### Records for the task

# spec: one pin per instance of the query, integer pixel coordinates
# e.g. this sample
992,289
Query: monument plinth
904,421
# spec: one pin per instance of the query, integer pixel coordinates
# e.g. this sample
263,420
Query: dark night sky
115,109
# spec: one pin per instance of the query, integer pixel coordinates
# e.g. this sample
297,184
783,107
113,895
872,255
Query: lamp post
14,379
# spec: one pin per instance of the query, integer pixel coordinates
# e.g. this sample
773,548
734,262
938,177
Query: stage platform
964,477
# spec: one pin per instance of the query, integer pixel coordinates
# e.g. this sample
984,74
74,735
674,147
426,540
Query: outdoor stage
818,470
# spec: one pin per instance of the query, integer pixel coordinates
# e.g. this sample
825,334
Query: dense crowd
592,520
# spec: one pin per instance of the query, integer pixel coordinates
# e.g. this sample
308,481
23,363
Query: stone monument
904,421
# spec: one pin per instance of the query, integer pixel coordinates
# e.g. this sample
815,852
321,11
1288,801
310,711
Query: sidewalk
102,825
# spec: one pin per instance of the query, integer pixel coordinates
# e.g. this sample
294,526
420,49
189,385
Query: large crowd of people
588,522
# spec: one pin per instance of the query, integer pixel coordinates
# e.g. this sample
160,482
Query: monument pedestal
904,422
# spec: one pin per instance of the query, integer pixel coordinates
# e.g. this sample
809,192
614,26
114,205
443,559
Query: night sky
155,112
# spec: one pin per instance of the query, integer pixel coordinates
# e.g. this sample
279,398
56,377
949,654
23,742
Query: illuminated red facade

######

What the task asks:
Go through the entries and repeat each one exactly.

The answer:
# spec: one pin per instance of the query, integer pixel coordinates
# e.g. this sample
992,289
Query: monument plinth
904,421
# spec: one pin per instance of the query, integer pixel coordinates
# e.g. this sample
263,420
Query: dark night sky
115,109
# spec: one pin per instance of the query, integer pixel coordinates
# e.g. this sample
297,184
783,107
113,895
872,255
Query: lamp post
14,379
# spec: one pin per instance of the query, integer pixel coordinates
# e.g. this sample
773,548
734,262
938,177
Query: stage platform
964,477
# spec: one pin per instance of the query, integer pixel coordinates
# e.g. this sample
984,74
74,735
674,147
426,540
Query: outdoor stage
818,470
# spec: one pin per instance of the query, integer pixel coordinates
# e.g. this sample
825,334
Query: dense crowd
592,520
# spec: one pin per instance of the query, integer pixel coordinates
# e.g. this sample
308,481
23,363
Query: stone monument
904,421
# spec: one pin per instance of the query, integer pixel coordinates
# e.g. this sample
815,852
321,11
1288,801
310,711
Query: sidewalk
102,825
# spec: one pin per instance of the query, integer pixel coordinates
# e.g. this sample
294,526
420,49
189,385
Query: large crowd of people
588,522
# spec: one pin per instance of the query, integer pixel coordinates
# e.g. this sample
160,482
Query: monument pedestal
904,422
# spec: one pin per instance of the query, integer pixel coordinates
# e.g. this sample
809,192
614,26
114,205
443,559
Query: night sky
155,112
# spec: one pin per instance of the query, integer pixel coordinates
# e.g. this sample
279,398
56,377
949,654
23,742
Query: illuminated red facade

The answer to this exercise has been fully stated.